● **Aim A**
Can you identify every line of the listing that contains the string "paper" (matching case) and copy each one?

● **Document segment**

* * * * * * *

Legislature of the capital of Albania

The Municipal Council of Tirana (Këshilli Bashkiak i Tiranës) is the 61-member legislative body of the municipality of Tirana, the capital city of Albania. The council is elected every 4 years.

The council adopts its own internal regulations; scrutinises the work of the mayor of Tirana; approves and amends the city's budget, as proposed by the mayor; approves municipal taxes and tariffs as well as borrowing and the paying off of loans; reviews popular initiatives; appoints and dismisses the secretary of the council; specifies the salary received by employees of the municipality and sets limits on the maximum number of municipal employees; regulates the organization and functioning of the public bodies it creates; authorizes the transfer of public property; oversees the internal auditing of the work of the municipality; elects the councilmembers which will represent the municipality in the county council; grants and rescinds the mandates of the members of the council; chooses the symbols of the municipality; names streets, plazas, territories, and other objects in the jurisdiction of the municipality; and bestows honours in the name of the city.

* * * * * * *

Location labeling records
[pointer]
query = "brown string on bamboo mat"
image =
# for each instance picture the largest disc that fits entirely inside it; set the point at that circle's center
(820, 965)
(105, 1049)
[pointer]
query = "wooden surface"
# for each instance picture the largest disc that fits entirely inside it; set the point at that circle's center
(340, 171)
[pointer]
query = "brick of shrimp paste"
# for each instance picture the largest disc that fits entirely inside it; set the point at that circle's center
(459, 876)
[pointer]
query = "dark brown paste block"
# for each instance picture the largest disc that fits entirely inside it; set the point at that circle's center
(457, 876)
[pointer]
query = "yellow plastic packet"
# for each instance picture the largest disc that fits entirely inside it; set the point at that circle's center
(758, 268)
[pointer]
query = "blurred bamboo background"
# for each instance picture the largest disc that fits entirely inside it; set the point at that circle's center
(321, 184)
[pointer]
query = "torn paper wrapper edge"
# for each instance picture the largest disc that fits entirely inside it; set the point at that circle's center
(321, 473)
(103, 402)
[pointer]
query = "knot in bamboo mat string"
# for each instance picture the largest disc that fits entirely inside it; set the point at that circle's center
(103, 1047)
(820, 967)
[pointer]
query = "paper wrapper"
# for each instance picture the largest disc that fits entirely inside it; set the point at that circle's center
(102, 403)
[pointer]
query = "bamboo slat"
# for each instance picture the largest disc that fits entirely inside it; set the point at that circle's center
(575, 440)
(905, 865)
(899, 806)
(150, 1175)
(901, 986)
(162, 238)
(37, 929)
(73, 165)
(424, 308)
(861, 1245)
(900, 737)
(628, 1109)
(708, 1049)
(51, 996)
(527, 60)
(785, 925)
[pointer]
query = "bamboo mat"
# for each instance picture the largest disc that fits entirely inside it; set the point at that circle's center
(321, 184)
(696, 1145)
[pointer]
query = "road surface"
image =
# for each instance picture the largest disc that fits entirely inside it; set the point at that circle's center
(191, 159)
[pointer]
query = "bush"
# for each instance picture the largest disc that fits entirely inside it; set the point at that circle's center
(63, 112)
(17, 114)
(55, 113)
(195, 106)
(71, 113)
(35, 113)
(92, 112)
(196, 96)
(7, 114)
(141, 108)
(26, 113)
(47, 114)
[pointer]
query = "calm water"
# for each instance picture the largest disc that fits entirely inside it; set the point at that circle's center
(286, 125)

* * * * * * *

● **Aim B**
Could you pick up the passage on the Municipal Council of Tirana after its final sentence and continue it?

● **Task output A**
query = "torn paper wrapper edge"
query = "paper wrapper"

● **Task output B**
The meetings of the council are open to the public, unless the mayor or one-fifth of members request otherwise. The number of members is dictated by the law on local self-governance. (Note: * Municipalities with up to 20,000 residents: 15 members
- Municipalities with up to 50,000 residents: 21 members
- Municipalities with up to 100,000 residents: 31 members
- Municipalities with up to 200,000 residents: 41 members
- Municipalities with up to 400,000 residents: 51 members
- Municipalities with more than 400,000 residents: 61 members)

The council was last elected in the 2023 elections, where the Socialist Party retained its majority, albeit with a slimmer margin. Notably, the 2023 elections saw Berisha's faction of the Democratic Party (PD) split off and form the Together We Win coalition with PL, PBDNJ and PDK, which won more votes than the official PD.

==Committees==
Tirana's City Council consists of 61 members. It has 14 committees listed as follows:
- Finance Committee (7 members)
- Juridical Committee (5 members)
- Commission of Economy and Social Affairs (5 members)
- Education Committee (5 members)
- Committee on Health, Veterinary, Environment Protection (5 members)
- Public Services Committee (5 members) Territorial Adjustment Committee (5 members)
- Foreign Affairs Committee (5 members)
- Mandates Commission (5 members)
- Commission of Public Order and Civil Defense (5 members)
- Housing Committee (5 members)
- Commission of Culture, Youth and Sports (5 members)
- Audit Commission (5 members)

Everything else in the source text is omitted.